## TEXT

Content starts

The IDF has no mercy for the children in Gaza nursery schools
By Gideon Levy / January 15, 2009
The fighting in Gaza is “war deluxe.” Compared with previous wars, it is child’s play – pilots bombing unimpeded as if on practice runs, tank and artillery soldiers shelling houses and civilians from their armored vehicles, combat engineering troops destroying entire streets in their ominous protected vehicles without facing serious opposition. A large, broad army is fighting against a helpless population and a weak, ragged organization that has fled the conflict zones and is barely putting up a fight. All this must be said openly, before we begin exulting in our heroism and victory.
This war is also child’s play because of its victims. About a third of those killed in Gaza have been children – 311, according to the Palestinian Health Ministry, 270 according to the B’Tselem human rights group – out of the 1,000 total killed as of Wednesday. Around 1,550 of the 4,500 wounded have also been children according to figures from the UN, which says the number of children killed has tripled since the ground operation began.

Content ends

## SUPPLIED RECORDS

Content starts

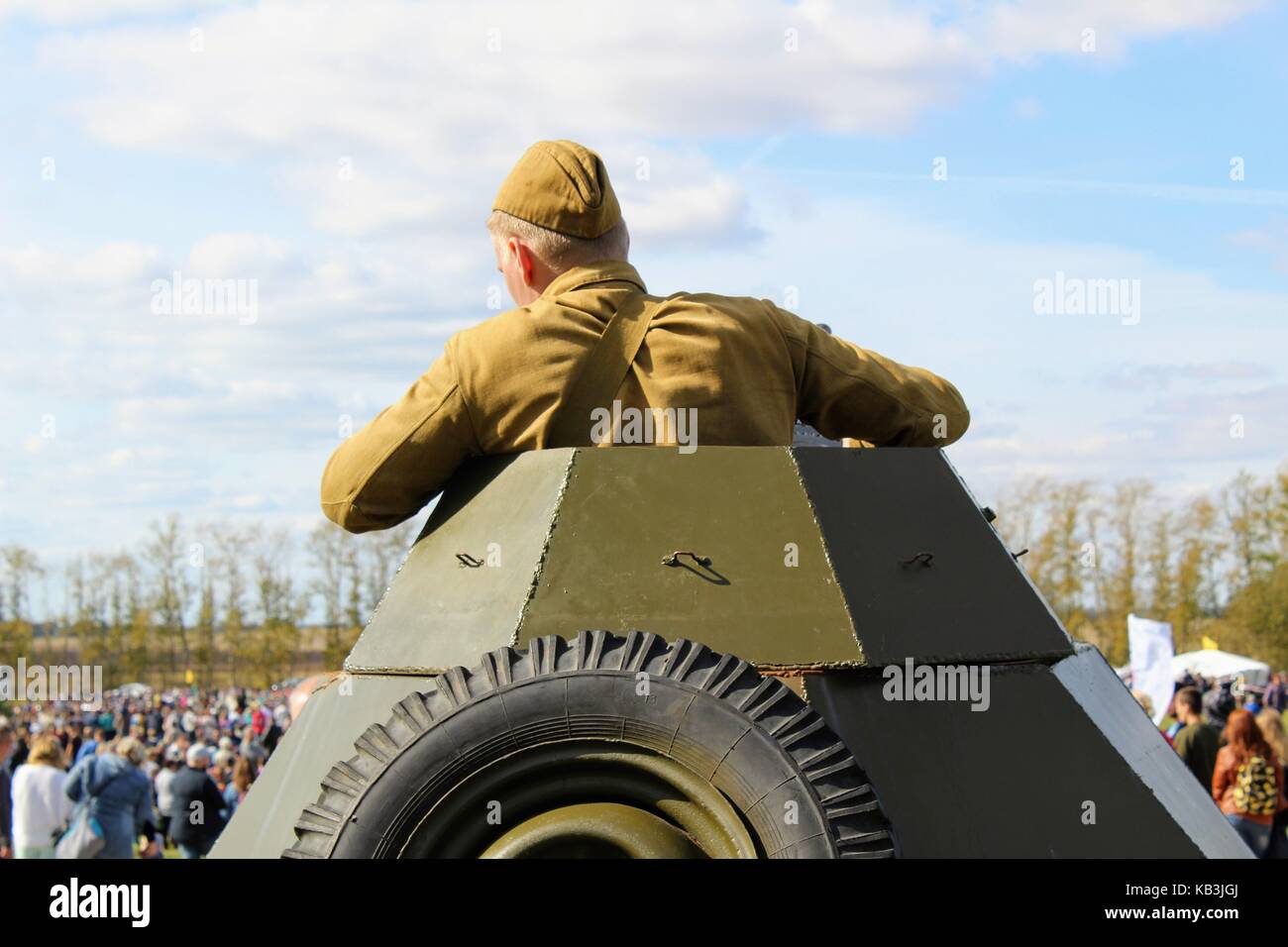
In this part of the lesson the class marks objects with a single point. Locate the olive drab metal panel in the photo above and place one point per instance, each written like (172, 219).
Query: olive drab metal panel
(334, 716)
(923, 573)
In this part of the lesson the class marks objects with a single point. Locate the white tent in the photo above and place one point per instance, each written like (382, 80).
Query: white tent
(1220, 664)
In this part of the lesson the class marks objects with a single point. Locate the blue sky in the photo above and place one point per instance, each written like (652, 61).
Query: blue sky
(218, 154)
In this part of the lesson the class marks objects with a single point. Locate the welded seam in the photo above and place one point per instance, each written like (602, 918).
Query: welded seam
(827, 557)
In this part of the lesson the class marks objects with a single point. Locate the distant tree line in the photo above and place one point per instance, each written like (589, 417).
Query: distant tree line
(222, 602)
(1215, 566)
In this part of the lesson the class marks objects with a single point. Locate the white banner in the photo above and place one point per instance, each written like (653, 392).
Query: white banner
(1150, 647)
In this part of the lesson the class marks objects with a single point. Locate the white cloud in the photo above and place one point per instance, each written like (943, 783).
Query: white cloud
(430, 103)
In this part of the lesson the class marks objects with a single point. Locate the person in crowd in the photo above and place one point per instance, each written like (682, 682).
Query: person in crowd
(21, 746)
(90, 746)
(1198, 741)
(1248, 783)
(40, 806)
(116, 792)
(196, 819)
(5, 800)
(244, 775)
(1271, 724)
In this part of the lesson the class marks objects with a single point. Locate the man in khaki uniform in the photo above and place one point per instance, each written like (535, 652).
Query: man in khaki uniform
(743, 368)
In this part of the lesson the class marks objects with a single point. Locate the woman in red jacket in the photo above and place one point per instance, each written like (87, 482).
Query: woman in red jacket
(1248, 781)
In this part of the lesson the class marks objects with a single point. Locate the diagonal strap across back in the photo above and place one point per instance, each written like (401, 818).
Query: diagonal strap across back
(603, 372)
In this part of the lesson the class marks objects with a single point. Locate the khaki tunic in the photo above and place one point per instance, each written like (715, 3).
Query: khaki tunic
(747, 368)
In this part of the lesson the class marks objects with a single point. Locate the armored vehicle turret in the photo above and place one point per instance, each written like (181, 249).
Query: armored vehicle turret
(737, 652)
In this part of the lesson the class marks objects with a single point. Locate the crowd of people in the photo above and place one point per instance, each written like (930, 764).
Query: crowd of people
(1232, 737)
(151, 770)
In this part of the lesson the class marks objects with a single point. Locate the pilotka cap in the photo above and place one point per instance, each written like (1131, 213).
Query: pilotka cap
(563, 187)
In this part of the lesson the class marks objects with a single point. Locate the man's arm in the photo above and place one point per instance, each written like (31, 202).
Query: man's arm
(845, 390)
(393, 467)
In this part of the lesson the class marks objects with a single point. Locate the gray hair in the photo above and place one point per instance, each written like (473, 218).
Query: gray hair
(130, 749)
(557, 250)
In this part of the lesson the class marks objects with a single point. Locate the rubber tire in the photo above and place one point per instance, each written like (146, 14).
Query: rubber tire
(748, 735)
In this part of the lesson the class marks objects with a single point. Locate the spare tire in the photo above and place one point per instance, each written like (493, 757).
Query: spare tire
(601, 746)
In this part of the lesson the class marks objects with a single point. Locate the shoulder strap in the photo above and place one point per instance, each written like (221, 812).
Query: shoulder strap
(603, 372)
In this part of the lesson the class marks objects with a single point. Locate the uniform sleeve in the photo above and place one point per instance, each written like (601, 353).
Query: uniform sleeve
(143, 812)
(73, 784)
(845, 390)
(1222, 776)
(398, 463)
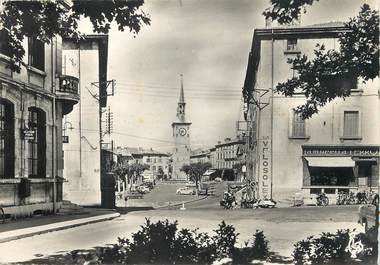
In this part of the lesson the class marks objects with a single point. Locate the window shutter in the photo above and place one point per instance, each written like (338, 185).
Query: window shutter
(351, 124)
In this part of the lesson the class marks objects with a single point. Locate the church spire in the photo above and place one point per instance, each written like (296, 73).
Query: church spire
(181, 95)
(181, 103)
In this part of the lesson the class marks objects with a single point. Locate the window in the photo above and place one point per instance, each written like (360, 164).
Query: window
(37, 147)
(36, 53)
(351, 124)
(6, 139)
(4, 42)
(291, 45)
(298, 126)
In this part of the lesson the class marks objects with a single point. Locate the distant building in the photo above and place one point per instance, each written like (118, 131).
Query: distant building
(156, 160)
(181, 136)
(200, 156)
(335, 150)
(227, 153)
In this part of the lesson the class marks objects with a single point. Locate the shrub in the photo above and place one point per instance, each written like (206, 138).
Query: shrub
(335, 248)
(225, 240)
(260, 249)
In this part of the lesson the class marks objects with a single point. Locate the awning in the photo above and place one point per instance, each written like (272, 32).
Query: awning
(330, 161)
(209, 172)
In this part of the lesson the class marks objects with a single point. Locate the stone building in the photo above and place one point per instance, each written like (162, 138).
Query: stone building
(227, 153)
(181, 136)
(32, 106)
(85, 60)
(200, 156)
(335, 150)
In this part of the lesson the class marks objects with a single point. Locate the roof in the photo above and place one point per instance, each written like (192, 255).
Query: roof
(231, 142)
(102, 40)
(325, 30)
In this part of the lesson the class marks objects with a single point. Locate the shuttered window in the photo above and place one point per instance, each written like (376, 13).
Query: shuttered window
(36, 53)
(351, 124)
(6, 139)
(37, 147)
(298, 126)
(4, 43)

Content ends
Content starts

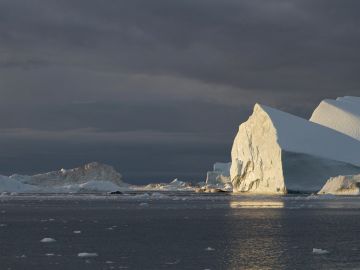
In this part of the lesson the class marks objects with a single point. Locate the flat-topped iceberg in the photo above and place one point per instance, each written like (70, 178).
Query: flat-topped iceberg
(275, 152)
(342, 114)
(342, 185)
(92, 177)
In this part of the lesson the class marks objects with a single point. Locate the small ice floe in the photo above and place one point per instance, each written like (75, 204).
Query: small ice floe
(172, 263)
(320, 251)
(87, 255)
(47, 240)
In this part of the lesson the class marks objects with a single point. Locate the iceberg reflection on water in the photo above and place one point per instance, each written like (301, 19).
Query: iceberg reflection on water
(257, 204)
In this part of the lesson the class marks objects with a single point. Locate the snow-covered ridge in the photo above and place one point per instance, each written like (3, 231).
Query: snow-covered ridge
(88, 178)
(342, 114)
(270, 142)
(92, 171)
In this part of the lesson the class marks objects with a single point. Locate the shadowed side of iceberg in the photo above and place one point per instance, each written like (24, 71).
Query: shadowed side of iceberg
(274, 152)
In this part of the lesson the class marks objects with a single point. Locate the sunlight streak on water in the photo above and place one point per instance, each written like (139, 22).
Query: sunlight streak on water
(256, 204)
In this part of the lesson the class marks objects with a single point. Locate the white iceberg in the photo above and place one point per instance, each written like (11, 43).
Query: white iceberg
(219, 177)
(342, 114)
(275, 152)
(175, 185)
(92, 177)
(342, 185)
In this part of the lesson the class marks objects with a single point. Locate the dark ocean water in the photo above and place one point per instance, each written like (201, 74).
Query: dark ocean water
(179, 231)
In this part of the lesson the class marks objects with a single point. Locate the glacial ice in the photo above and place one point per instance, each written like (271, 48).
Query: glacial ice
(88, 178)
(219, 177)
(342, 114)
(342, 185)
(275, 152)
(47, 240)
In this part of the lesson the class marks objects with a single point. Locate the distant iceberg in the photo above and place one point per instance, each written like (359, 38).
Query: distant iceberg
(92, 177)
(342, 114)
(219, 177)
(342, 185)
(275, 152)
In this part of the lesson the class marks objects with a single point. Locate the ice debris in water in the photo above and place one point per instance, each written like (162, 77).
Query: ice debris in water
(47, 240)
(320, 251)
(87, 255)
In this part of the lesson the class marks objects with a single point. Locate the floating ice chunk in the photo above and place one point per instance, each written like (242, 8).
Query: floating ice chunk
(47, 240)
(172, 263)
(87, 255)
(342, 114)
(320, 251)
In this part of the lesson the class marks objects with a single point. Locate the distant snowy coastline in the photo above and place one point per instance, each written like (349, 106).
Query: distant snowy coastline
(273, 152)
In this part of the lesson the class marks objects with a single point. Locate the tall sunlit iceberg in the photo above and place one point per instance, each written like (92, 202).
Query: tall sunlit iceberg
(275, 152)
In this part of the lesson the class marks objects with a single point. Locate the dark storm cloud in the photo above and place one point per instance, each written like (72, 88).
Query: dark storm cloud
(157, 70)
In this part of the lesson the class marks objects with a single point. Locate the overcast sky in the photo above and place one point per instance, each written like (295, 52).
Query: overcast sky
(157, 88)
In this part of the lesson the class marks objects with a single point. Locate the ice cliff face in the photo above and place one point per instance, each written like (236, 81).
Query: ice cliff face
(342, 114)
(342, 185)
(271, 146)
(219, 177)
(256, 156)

Content ends

## TASK INSTRUCTIONS
- A) Rewrite the Gaza article starting with "This war is" and going on through "ground operation began.", putting "injured" in place of "wounded".
- B) According to B’Tselem, as cited in the Gaza article, how many children had been killed in Gaza?
- C) Pick up the Gaza article from where it stops.
The items are separate material and have nothing to do with the Gaza article.

## ANSWERS FOR THE TASKS
- A)
This war is also child’s play because of its victims. About a third of those killed in Gaza have been children – 311, according to the Palestinian Health Ministry, 270 according to the B’Tselem human rights group – out of the 1,000 total killed as of Wednesday. Around 1,550 of the 4,500 injured have also been children according to figures from the UN, which says the number of children killed has tripled since the ground operation began.

- B) 270

- C)
This is too large a proportion by any humanitarian or ethical standard.
It is enough to look at the pictures coming from Shifa Hospital to see how many burned, bleeding and dying children now lie there. History has seen innumerable brutal wars take countless lives.
But the horrifying proportion of this war, a third of the dead being children, has not been seen in recent memory.
God does not show mercy on the children at Gaza’s nursery schools, and neither does the Israel Defense Forces. That’s how it goes when war is waged in such a densely populated area with a population so blessed with children. About half of Gaza’s residents are under 15.
No pilot or soldier went to war to kill children. Not one among them intended to kill children, but it also seems neither did they intend not to kill them. They went to war after the IDF had already killed 952 Palestinian children and adolescents since May 2000.
The public’s shocking indifference to these figures is incomprehensible. A thousand propagandists and apologists cannot excuse this criminal killing. One can blame Hamas for the death of children, but no reasonable person in the world will buy these ludicrous, flawed propagandistic goods in light of the pictures and statistics coming from Gaza.
One can say Hamas hides among the civilian population, as if the Defense Ministry in Tel Aviv is not located in the heart of a civilian population, as if there are places in Gaza that are not in the heart of a civilian population. One can also claim that Hamas uses children as human shields, as if in the past our own organizations fighting to establish a country did not recruit children.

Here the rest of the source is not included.